*WHAT YOU NEED TO DO*
Convert the rows, from the first line through the line containing "41], [326, 41]]" (both included), into a Markdown table with a Line column holding a running number and a Text column holding the line, leaving out blank lines.

——

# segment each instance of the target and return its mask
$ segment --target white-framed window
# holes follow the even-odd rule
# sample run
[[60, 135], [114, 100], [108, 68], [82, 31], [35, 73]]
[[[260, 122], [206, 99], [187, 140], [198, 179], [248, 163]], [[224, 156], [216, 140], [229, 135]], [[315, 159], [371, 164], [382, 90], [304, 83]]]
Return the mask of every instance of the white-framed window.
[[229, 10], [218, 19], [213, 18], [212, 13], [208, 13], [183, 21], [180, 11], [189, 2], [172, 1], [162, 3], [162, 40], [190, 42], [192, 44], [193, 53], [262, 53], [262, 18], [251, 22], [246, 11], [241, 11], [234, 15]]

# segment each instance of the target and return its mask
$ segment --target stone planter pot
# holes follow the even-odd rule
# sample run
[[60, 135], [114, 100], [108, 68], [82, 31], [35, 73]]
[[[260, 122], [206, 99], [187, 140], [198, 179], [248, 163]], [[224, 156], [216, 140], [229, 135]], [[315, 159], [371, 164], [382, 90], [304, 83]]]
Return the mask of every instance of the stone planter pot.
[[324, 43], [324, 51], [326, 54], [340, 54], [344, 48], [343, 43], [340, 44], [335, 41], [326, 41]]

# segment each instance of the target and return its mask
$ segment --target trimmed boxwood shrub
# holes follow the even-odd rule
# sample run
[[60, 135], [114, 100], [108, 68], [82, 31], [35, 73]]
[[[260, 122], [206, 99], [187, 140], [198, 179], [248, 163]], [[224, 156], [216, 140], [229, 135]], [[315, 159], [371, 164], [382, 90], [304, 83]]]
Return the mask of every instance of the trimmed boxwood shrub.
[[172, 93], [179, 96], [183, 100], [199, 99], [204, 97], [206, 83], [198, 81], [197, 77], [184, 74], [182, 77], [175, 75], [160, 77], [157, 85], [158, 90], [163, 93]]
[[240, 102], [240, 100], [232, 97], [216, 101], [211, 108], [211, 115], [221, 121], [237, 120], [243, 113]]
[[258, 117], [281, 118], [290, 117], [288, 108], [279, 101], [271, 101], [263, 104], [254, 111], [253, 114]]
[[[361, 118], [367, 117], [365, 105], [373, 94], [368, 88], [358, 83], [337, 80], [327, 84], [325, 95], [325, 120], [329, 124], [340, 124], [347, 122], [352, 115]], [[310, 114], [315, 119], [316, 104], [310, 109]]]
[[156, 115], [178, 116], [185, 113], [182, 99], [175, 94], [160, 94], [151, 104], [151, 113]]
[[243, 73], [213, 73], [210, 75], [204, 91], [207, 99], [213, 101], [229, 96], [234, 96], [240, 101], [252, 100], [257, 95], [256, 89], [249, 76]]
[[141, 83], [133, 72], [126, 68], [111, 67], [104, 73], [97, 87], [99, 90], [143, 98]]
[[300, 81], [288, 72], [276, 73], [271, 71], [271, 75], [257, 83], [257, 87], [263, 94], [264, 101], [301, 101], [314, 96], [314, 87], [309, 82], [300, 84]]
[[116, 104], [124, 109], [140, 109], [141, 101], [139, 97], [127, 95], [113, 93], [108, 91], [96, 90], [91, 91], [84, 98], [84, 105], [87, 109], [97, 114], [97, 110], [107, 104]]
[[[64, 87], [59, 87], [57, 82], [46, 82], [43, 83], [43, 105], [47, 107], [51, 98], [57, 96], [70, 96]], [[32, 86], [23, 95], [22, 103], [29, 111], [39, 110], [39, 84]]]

——

*TASK RESPONSE*
| Line | Text |
|---|---|
| 1 | # segment each instance of the target and return its mask |
| 2 | $ segment --target white-framed window |
| 3 | # holes follow the even-odd rule |
| 4 | # sample run |
| 5 | [[60, 135], [114, 100], [108, 68], [82, 31], [35, 73]] |
| 6 | [[[260, 122], [206, 99], [187, 140], [198, 179], [248, 163]], [[224, 156], [216, 140], [229, 135]], [[315, 159], [371, 164], [382, 90], [304, 83]]] |
| 7 | Return the mask of every instance of the white-framed window. |
| 8 | [[229, 10], [218, 19], [213, 18], [212, 13], [208, 13], [183, 21], [180, 11], [189, 2], [172, 1], [162, 3], [162, 40], [190, 42], [192, 44], [193, 53], [262, 53], [262, 18], [251, 22], [246, 11], [241, 11], [234, 15]] |
| 9 | # segment each instance of the target and return its mask |
| 10 | $ segment --target stone planter pot |
| 11 | # holes follow the even-odd rule |
| 12 | # sample run |
| 13 | [[60, 135], [114, 100], [108, 68], [82, 31], [35, 73]] |
| 14 | [[[260, 122], [206, 99], [187, 140], [198, 179], [248, 163]], [[224, 156], [216, 140], [229, 135]], [[315, 159], [371, 164], [382, 90], [304, 83]]] |
| 15 | Return the mask of every instance of the stone planter pot. |
| 16 | [[324, 43], [324, 51], [326, 54], [340, 54], [344, 48], [343, 43], [340, 44], [335, 41], [326, 41]] |